*Task objective*
Repeat the lines of the records below word for word, beginning with the line that contains "Keep to these rules. Indicate every instance of the clear" and continuing through the line that contains "Keep to these rules. Indicate every instance of the blurred". Include both of those lines.

*The input*
"""

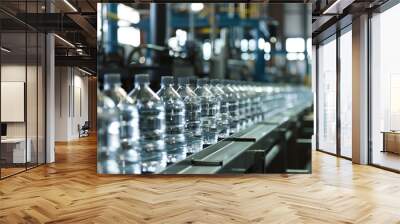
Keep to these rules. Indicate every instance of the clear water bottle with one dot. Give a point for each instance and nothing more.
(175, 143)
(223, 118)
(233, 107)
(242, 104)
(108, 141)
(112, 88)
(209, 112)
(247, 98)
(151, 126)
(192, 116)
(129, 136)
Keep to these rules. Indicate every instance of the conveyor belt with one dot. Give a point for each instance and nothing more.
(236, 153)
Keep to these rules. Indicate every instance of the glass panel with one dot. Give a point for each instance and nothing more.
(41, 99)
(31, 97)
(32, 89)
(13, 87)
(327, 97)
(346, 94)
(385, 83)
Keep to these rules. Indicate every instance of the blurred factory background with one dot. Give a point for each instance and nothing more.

"""
"""

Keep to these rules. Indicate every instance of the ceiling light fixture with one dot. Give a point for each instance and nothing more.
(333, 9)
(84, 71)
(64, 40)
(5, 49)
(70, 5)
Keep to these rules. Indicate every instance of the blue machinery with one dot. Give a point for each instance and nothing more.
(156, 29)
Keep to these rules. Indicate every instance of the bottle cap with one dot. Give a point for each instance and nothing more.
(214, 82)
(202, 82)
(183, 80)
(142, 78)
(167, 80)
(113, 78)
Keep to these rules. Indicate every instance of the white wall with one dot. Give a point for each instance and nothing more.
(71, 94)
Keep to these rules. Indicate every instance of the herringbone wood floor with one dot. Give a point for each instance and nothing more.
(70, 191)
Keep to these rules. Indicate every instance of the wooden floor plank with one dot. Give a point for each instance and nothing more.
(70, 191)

"""
"""

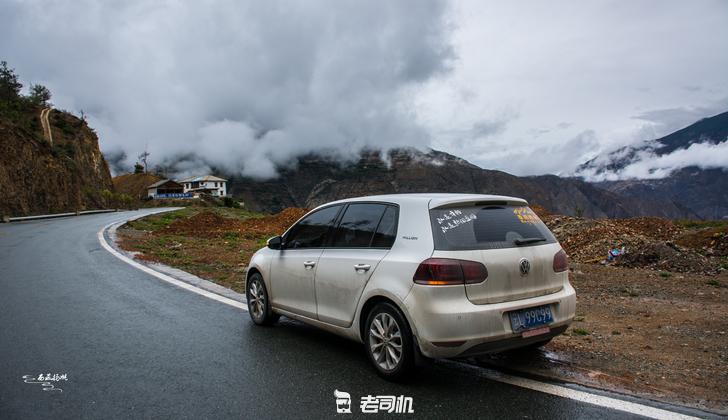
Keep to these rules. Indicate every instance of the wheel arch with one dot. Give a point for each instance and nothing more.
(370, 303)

"""

*Reply*
Keep to these rules. Indicate every instance of the clear water bottle with one dot. Give a point for each instance and nothing more.
(175, 143)
(223, 118)
(233, 107)
(242, 104)
(108, 141)
(112, 88)
(209, 112)
(247, 98)
(151, 126)
(192, 116)
(129, 136)
Keep to these rules. Indicate every instance of the conveyor belt with one dot. Give a point for each instance and nothing more.
(236, 153)
Keep to these rules. Indicate every instance of the glass panel with one dot. Give a point for each instance and nothing more.
(41, 99)
(31, 97)
(32, 89)
(13, 87)
(327, 97)
(346, 94)
(385, 83)
Keep to these rules. Indicate every instance of the blurred factory background with one dot. Give a point for each instance and nothing more.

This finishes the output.